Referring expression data
- Opening Delimiter -

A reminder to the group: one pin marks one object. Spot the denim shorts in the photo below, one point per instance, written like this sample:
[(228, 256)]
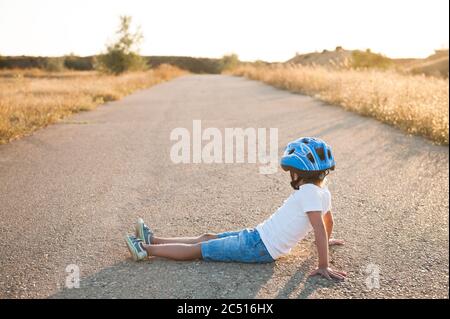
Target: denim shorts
[(243, 246)]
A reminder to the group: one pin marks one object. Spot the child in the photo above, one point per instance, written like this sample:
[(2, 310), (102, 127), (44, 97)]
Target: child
[(309, 160)]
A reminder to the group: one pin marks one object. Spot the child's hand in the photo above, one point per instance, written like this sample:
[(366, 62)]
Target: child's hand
[(329, 273), (336, 242)]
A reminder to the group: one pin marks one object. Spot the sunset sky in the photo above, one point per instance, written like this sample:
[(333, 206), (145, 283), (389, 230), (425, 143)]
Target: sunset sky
[(271, 30)]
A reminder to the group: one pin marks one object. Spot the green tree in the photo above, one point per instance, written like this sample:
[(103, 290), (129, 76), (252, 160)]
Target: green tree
[(122, 55)]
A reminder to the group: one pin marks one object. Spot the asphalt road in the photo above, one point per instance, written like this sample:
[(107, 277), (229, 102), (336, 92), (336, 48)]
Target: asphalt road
[(71, 191)]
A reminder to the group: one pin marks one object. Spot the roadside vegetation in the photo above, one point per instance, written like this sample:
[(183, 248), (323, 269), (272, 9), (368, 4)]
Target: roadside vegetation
[(415, 103), (31, 99)]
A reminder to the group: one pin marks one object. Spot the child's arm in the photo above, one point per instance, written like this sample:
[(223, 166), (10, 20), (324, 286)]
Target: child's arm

- Closing Delimiter -

■ What needs to be done
Above are the records; repeat them all exactly, without the pictures.

■ Response area
A reminder to the group: one pin marks one object. Spot the denim shorts in the photo below, one point per instance, written like this sample:
[(228, 256)]
Target: denim shorts
[(243, 246)]
A reminder to the group: one pin marks one object. Spot the child in the photo above, one point per instance, written like this sample:
[(2, 310), (102, 127), (44, 97)]
Target: child
[(309, 160)]
A reminder to the group: one pin marks one object. Spot the child's hand in the photo above, one point per instance, written like this sample:
[(366, 62)]
Target: child's hand
[(329, 273), (336, 242)]
A reminder to the group: one pin marks one object. Spot the sunset sky in the photo above, one point per instance, written like this sample:
[(333, 206), (145, 283), (389, 230), (425, 143)]
Target: sunset sky
[(271, 30)]
A reminder to the group: one pin marks one object. Spot the green tree in the photo above, one point per instance, written like this sample:
[(103, 290), (129, 76), (252, 160)]
Target: green tree
[(122, 55)]
A reminder to the group: one pin marks one object. Spot the asphalt road in the photo above, one point per instance, written like this sample:
[(107, 277), (229, 102), (336, 92), (336, 48)]
Target: asphalt road
[(71, 191)]
A reminder to the group: one pin marks one object. Spot the roadside vegetation in the photo above, one point per instance, written like this sample:
[(183, 248), (323, 269), (272, 9), (368, 4)]
Target: roadside vegetation
[(415, 103), (31, 99)]
A reminder to the group: one pin marks one object. Spot the child's arm in the photo above, one point per instance, written like this sample:
[(223, 166), (10, 20), (324, 286)]
Target: child's arm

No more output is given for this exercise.